*EXERCISE PROMPT*
Copy out the data from the line holding "Guideline: treat each distinct beetle middle" through the end of the data, inclusive, substituting "as closely as possible" for "as tightly as possible" and leaving everything else unchanged.

Image entries on named regions
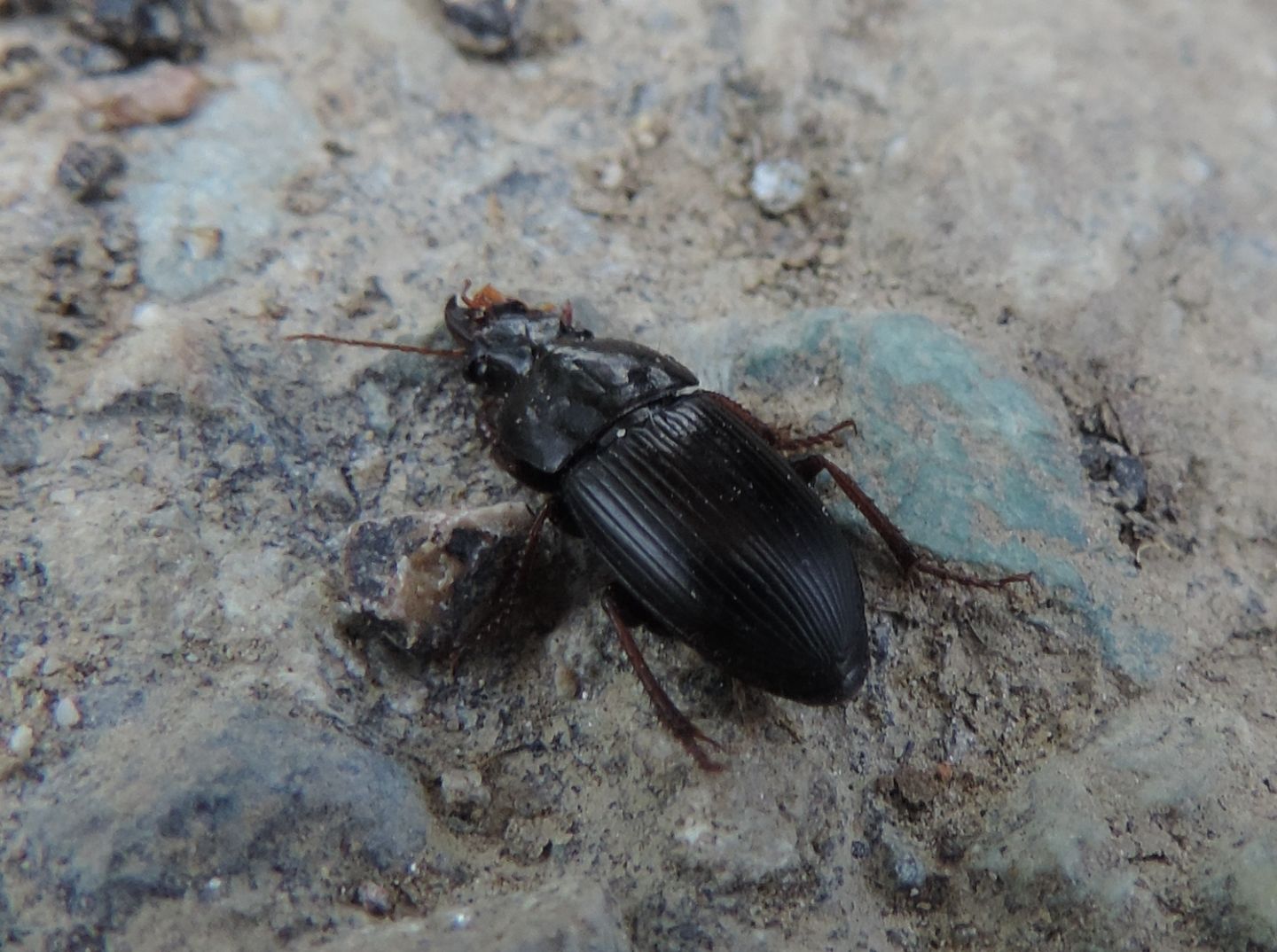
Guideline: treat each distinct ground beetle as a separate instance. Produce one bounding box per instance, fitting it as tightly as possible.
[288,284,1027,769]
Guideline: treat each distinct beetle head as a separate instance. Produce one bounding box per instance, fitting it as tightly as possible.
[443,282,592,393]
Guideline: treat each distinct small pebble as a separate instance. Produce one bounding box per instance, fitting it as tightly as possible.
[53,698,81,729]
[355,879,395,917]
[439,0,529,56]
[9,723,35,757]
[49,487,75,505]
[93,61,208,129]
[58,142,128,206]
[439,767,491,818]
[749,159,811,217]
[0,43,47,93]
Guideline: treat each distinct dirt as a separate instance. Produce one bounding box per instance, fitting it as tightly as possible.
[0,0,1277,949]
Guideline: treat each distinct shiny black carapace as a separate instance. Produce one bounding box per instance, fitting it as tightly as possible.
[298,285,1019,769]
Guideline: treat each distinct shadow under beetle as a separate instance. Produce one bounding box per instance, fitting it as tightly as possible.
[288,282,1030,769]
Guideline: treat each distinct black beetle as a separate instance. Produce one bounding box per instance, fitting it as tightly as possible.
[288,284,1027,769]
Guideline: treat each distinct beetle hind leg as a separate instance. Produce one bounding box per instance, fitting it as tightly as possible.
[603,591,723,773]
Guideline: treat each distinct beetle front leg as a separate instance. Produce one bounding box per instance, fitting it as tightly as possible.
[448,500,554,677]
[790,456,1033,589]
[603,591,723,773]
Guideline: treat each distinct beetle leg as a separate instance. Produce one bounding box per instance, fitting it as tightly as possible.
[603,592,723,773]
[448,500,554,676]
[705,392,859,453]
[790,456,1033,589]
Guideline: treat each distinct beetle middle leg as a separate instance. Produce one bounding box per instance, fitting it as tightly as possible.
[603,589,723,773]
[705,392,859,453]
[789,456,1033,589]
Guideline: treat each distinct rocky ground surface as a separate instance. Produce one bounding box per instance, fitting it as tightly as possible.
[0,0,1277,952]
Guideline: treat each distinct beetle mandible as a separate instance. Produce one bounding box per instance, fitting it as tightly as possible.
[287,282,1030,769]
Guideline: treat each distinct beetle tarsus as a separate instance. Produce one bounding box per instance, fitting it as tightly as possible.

*RESULT*
Guideline: treat each distinct beetle middle leg as a separate instance. Produce one bounding box per instance, fitting it as closely as possible.
[603,589,723,773]
[705,392,859,453]
[789,456,1033,589]
Guideline: treat each distinct rocky ground surface as a separate instance. Produce one bounding box per instance, fitting it as closely as possible.
[0,0,1277,952]
Guideline: treat each distinct beetle mandible as a separate instance. Produce one bounding box per instance, fitting it as closely as possible.
[287,282,1030,769]
Guideline: treat each distinct beetle tarsus as a separate instance. Produce one bounding box per instance, fitting it as closely as possible.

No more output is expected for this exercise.